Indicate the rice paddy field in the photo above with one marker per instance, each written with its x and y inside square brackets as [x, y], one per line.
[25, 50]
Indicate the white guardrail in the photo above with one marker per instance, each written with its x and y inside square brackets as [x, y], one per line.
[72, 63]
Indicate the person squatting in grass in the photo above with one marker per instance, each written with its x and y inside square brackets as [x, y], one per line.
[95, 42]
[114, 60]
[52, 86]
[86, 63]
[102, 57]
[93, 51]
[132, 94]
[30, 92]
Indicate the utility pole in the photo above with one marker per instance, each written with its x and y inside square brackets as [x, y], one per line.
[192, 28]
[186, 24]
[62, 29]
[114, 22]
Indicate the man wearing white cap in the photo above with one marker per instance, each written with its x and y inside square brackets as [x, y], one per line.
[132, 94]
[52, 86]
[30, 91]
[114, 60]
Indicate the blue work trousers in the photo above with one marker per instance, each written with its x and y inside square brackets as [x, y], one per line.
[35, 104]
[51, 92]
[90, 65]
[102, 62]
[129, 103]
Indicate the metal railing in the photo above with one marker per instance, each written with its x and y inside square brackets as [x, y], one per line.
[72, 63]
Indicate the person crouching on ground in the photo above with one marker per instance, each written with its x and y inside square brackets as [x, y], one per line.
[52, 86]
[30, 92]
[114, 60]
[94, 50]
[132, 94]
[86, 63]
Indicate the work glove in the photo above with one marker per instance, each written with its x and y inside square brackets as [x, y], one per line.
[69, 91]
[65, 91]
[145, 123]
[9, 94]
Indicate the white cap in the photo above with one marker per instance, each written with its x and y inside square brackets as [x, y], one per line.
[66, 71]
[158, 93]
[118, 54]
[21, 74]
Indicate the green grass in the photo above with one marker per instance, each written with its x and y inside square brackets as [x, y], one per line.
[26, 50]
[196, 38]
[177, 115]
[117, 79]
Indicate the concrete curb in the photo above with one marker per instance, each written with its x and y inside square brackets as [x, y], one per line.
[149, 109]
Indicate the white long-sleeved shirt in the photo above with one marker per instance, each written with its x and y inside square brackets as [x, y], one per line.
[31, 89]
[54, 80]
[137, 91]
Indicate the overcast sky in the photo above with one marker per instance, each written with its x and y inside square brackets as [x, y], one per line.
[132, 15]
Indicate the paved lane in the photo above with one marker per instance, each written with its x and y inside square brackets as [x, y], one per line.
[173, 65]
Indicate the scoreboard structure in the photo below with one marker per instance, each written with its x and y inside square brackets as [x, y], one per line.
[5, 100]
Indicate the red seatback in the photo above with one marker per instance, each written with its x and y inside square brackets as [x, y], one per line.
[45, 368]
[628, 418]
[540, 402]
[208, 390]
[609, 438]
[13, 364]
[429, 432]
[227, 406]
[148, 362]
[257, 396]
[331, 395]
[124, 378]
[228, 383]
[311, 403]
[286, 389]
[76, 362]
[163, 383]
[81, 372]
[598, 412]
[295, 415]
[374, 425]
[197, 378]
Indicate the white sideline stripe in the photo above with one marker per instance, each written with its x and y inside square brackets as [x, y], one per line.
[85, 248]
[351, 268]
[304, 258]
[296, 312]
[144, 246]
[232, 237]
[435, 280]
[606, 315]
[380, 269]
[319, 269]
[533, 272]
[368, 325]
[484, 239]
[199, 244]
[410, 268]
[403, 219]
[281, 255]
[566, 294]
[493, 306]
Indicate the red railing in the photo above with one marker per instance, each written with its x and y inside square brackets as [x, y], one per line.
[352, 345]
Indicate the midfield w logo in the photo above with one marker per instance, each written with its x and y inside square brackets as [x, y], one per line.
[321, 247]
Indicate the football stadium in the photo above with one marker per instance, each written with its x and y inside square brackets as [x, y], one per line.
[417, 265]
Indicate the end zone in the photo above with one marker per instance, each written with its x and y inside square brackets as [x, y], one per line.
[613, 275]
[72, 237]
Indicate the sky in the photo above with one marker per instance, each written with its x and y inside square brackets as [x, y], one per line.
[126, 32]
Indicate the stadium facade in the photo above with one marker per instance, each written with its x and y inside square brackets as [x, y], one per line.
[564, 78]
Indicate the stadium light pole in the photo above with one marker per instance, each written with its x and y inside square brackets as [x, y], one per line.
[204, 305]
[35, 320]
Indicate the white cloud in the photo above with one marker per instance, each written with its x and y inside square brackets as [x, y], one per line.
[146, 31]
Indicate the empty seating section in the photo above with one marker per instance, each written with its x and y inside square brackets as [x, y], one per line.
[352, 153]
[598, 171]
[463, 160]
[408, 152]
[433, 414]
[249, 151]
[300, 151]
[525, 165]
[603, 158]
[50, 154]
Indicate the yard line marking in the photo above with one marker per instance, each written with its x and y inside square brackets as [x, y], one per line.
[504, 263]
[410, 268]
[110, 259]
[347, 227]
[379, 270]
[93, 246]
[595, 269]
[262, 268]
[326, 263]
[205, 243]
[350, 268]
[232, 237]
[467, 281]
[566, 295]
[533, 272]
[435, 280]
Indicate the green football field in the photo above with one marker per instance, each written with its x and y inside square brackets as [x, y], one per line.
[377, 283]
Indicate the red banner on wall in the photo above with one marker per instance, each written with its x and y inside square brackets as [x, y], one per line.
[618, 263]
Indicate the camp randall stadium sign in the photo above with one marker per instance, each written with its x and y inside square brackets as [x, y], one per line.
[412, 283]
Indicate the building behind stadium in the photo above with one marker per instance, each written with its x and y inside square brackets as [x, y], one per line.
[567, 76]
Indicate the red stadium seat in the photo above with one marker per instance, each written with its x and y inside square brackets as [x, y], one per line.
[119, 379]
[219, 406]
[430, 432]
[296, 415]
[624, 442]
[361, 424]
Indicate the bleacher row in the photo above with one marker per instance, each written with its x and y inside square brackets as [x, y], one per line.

- **Problem to work on**:
Every record must be transcribed precisely, down to the last character.

- **Result for this task**:
Indicate the rice paddy field in the photo above with one marker per instance, each written with its x and y inside square brackets as [x, y], one per line.
[25, 50]
Indicate the white guardrail in the photo above with one marker per instance, each written with its x and y inside square brackets as [x, y], one per line.
[72, 63]
Indicate the person squatting in grass in the photo above with one marker per instance, each written with its x and y inside square brackets as [x, y], one per line.
[95, 42]
[114, 60]
[52, 86]
[86, 63]
[102, 57]
[93, 51]
[132, 94]
[30, 92]
Indicate the utility pole in the photo above with one marker per instance, each written with its x and y inside square brackets as [x, y], one per line.
[192, 28]
[186, 24]
[62, 29]
[114, 22]
Indicate the man wearing white cap in the photo above with one marker per instance, each written with its x and y inside square brackets as [x, y], one per line.
[132, 94]
[52, 86]
[30, 91]
[114, 60]
Indicate the blue work trousers in the photo above with one marker per instance, each written with its x and y inside square brackets as [x, y], one per line.
[35, 104]
[51, 92]
[90, 65]
[102, 62]
[129, 103]
Indicate the metal railing in the photo above with one marker per instance, each written with its x and y inside square brackets as [x, y], one per line.
[72, 63]
Indicate the person crouching on ground in the photo above with one marker per instance, each written with its x and y inside square brackets as [x, y], one per line.
[52, 86]
[30, 92]
[114, 60]
[94, 50]
[132, 94]
[86, 63]
Indicate the work glove in the photo above with one marker per instance, each written with its x and y inside square brackets as [x, y], one per line.
[69, 91]
[65, 91]
[145, 123]
[9, 94]
Indicate the white cap in the photo above with one marker per instance, each written with its x and y inside square brackets as [x, y], one per line.
[66, 71]
[158, 93]
[118, 54]
[21, 74]
Indicate the green grass in the photo above with one marker per instance, each written with its x and y inside square brackets as [x, y], one per line.
[26, 50]
[196, 38]
[177, 115]
[117, 79]
Indicate the concrete curb in the photo above with one marker per instance, each written with its x and y inside square brackets as [x, y], one per line.
[149, 109]
Indicate the white long-sleeved shirt in the photo above with one marker per instance, each written with its x and y inside square brackets as [x, y], one per line.
[31, 89]
[54, 80]
[137, 91]
Indicate the overcast sky in the photo above with one marker per instance, each written with its x and y inside square brackets as [x, y], one per line.
[132, 15]
Indicate the paved lane in the photo above with one marker per instance, each written with its x and y inside square brackets as [x, y], one per line.
[173, 65]
Indicate the scoreboard structure in the photo below with one marker per instance, each written with its x and y inside square brackets as [x, y], one per line.
[5, 100]
Indicate the red seatback in the photo above with one marker per instance, each written with its x and y inside square brackets as [x, y], one per line.
[45, 368]
[628, 418]
[540, 402]
[208, 390]
[609, 438]
[13, 364]
[429, 432]
[227, 406]
[148, 362]
[257, 396]
[331, 395]
[124, 378]
[228, 383]
[311, 403]
[286, 389]
[76, 362]
[163, 383]
[81, 372]
[598, 412]
[295, 415]
[374, 425]
[197, 378]
Indicate the white sideline stripe in the photo above with one marker per instance, each written with its x and y inside square brackets as [x, y], one per line.
[85, 248]
[351, 268]
[304, 258]
[296, 312]
[144, 246]
[232, 237]
[435, 280]
[606, 315]
[380, 269]
[319, 269]
[533, 272]
[368, 325]
[484, 239]
[199, 244]
[410, 268]
[403, 219]
[281, 255]
[566, 294]
[493, 306]
Indicate the red railing in the photo above with one marker per instance, each written with its x and y inside square brackets as [x, y], one per line.
[352, 345]
Indicate the midfield w logo in the photo above with one marker per instance, each written with its x and y inside square brackets as [x, y], one per line.
[321, 247]
Indicate the football stadium in the photo above with one marker per instance, each written with its x and y inside square brackets as [x, y], one per line.
[417, 265]
Indicate the end zone in the photo above with one marker per instance, each written with its x and y inside square brackets as [x, y], one per line.
[613, 275]
[72, 237]
Indicate the sky in the photo above with one marker per instance, each written with its x and y inside square brackets as [x, y], one per line.
[126, 32]
Indicate the stadium facade in the photo above with one marker per instance, each written with its x and y inside square brackets as [x, y], one per line.
[564, 78]
Indicate the stadium light pole in the photo above with one marker per instance, each written with its x and y inside square brackets as [x, y], one per line.
[204, 305]
[35, 320]
Indicate the white cloud in the photo above with one marker per instance, each written with its x and y inside square brackets as [x, y], one per line.
[146, 31]
Indicate the empty seating section in the photo above with one marker per instance, each written with its x and y inside square brackets as [x, y], one per line.
[352, 153]
[598, 171]
[463, 160]
[408, 152]
[433, 414]
[249, 151]
[300, 151]
[525, 165]
[603, 158]
[50, 154]
Indicate the yard line marking in the photo above with one marker per instance, each written with its x and y inside square brackets as [x, y], one per line.
[504, 263]
[410, 268]
[110, 259]
[347, 227]
[379, 270]
[93, 246]
[595, 269]
[262, 268]
[326, 263]
[205, 243]
[350, 268]
[232, 237]
[467, 281]
[566, 295]
[533, 272]
[435, 280]
Indicate the green football field in the photo above with one marker per instance, each written with its x and y inside square brackets as [x, y], one per line.
[377, 283]
Indicate the red banner on wall in the photo above with one marker per instance, each written with its x and y inside square brackets as [x, y], one per line.
[618, 263]
Indicate the camp randall stadium sign in the photo above with one marker per instance, each written with its x and y inside square brackets as [x, y], one per line.
[412, 283]
Indicate the building behind stadium in the photo above with one marker per instance, each written with its x and y inside square brackets as [x, y], one per line.
[567, 76]
Indicate the red stadium seat in the photo above with one marker per instance, each written with its x and y inside square brackets as [x, y], one per line.
[119, 379]
[219, 406]
[430, 432]
[296, 415]
[624, 442]
[361, 424]
Indicate the bleacher row in the photo above with one marker per instance, each written with its x and y inside square brackets as [x, y], one per line.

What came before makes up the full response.